Examples of labeling with points:

———

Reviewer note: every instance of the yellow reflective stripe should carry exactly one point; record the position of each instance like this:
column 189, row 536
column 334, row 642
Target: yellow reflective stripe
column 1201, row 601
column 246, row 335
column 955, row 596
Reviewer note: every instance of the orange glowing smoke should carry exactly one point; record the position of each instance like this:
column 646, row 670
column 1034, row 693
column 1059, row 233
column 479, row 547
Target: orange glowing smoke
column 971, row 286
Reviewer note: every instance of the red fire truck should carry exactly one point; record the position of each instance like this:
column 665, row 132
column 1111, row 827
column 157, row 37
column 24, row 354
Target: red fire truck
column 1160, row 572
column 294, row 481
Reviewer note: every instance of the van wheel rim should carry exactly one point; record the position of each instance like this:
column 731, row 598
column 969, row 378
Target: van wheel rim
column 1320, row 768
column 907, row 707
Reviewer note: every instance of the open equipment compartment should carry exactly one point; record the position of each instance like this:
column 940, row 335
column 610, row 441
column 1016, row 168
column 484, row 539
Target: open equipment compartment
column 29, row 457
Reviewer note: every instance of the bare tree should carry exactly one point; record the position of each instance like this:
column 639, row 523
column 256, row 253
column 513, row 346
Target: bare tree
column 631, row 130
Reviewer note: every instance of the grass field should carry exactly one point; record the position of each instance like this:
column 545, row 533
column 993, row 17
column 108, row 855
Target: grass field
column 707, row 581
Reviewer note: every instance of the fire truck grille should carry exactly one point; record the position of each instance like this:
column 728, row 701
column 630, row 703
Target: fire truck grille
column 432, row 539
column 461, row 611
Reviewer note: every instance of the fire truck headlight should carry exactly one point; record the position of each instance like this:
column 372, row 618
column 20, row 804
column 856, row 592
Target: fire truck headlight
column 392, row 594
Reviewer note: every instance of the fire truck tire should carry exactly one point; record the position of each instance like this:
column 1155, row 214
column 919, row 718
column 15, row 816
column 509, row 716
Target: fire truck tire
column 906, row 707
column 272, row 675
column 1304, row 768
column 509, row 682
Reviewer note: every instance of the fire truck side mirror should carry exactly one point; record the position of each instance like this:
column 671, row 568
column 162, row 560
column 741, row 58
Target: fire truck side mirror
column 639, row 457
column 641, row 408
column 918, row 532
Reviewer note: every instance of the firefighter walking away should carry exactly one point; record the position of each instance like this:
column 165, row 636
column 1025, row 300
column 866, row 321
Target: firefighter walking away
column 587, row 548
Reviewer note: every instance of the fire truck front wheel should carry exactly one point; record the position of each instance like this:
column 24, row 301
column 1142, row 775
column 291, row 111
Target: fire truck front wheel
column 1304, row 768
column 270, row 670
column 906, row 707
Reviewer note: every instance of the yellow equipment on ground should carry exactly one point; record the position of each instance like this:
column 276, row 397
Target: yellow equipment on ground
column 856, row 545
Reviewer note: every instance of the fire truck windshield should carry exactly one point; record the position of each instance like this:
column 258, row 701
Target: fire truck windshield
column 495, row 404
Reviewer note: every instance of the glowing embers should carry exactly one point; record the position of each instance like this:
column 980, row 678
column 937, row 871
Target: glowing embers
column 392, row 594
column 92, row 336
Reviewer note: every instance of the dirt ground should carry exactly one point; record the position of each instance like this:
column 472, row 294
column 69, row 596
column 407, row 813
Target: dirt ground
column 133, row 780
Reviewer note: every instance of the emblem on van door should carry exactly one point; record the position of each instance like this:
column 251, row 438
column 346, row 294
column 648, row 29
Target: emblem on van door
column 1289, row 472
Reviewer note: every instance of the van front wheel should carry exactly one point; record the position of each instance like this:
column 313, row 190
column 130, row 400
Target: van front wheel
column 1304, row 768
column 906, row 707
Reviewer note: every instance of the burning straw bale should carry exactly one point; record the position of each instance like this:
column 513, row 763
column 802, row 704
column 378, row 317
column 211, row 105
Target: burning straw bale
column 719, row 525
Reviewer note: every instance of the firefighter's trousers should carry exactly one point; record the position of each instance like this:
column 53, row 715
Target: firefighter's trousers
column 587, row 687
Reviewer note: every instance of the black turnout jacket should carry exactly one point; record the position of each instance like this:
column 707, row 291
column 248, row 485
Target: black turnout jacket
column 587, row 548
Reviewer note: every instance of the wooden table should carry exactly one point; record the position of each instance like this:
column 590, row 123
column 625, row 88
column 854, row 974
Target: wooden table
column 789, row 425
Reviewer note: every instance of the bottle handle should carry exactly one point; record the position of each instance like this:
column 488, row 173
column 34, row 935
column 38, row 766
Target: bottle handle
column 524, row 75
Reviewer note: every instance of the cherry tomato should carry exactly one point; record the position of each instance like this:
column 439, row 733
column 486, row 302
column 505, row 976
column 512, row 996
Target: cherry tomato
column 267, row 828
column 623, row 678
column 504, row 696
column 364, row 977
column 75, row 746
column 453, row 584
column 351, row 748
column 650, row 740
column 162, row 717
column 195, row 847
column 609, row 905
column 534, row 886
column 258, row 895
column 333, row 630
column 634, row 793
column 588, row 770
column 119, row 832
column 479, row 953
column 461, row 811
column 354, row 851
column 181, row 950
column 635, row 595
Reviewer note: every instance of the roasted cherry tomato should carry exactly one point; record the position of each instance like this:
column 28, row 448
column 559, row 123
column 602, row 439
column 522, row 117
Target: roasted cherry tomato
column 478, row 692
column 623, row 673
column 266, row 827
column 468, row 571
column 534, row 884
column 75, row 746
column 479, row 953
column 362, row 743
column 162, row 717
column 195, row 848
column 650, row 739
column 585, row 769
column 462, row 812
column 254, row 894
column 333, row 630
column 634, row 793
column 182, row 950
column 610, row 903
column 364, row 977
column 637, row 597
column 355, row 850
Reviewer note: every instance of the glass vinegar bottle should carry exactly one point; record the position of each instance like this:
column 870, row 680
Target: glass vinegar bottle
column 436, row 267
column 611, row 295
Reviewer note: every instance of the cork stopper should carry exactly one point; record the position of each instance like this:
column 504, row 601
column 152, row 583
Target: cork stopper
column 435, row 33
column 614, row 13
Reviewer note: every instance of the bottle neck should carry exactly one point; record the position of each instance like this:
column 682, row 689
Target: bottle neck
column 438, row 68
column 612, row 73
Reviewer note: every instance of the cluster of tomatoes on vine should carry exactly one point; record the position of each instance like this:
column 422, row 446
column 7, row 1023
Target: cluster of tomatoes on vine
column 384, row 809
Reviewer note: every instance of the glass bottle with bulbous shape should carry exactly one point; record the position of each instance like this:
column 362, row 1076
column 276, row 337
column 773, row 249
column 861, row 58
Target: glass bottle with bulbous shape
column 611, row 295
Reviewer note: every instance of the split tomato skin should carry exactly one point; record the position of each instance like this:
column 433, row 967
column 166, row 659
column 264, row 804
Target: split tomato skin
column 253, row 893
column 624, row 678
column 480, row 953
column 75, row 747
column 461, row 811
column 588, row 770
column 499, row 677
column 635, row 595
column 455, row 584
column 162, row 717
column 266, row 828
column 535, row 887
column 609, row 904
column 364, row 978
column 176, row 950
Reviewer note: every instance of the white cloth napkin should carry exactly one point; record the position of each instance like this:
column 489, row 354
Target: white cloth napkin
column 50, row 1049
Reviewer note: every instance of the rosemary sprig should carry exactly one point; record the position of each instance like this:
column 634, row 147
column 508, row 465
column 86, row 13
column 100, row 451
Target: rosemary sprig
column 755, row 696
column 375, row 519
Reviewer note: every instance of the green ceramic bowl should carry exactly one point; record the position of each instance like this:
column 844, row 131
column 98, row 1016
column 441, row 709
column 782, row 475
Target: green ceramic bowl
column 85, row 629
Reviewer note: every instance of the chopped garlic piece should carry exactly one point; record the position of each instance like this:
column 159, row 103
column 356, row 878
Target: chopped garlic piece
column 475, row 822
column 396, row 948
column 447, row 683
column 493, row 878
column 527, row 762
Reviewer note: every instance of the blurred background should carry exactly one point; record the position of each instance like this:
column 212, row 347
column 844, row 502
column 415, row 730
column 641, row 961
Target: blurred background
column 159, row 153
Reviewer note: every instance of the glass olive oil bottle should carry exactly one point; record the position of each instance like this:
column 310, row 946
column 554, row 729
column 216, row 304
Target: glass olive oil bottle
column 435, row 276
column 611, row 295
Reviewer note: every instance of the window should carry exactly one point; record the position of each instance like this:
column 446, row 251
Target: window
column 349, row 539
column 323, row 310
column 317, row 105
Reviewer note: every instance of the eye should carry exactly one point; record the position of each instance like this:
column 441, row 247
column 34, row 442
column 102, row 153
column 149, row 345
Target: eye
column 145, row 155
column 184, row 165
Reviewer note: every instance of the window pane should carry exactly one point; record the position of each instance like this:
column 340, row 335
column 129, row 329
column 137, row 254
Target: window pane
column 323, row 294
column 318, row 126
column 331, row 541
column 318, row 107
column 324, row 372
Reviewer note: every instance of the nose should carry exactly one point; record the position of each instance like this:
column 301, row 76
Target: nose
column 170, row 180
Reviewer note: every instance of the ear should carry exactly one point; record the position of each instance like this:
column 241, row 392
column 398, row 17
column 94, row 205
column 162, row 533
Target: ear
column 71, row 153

———

• Short exercise
Copy out the lines of the material unchanged, from the line containing "Reviewer note: every instance of the cork" through the line containing "column 176, row 950", including both of those lines.

• Worked answer
Reviewer note: every instance of the cork stopper should carry exactly one point; record the position of each instance like this:
column 504, row 601
column 152, row 583
Target: cork stopper
column 435, row 33
column 614, row 13
Reviewer note: every instance of the bottle neck should carry exactly one point; record the position of each instance like this:
column 682, row 689
Target: bottle neck
column 438, row 68
column 612, row 73
Reviewer note: every instance of the cluster of tomatoes on vine should carry exactly one point; record the position of each instance like this:
column 422, row 446
column 7, row 1023
Target: cluster of tomatoes on vine
column 384, row 809
Reviewer note: every instance of the glass bottle with bulbous shape should carry exactly one point; record the position of each instance like this:
column 362, row 1076
column 276, row 337
column 773, row 249
column 861, row 58
Target: glass bottle with bulbous shape
column 611, row 295
Reviewer note: every instance of the split tomato skin should carry exactly one point; record the position of each instance like this:
column 433, row 967
column 166, row 659
column 264, row 804
Target: split tomato skin
column 253, row 893
column 624, row 678
column 480, row 953
column 75, row 747
column 461, row 811
column 588, row 770
column 499, row 677
column 635, row 595
column 455, row 584
column 162, row 717
column 266, row 828
column 535, row 887
column 609, row 904
column 364, row 978
column 176, row 950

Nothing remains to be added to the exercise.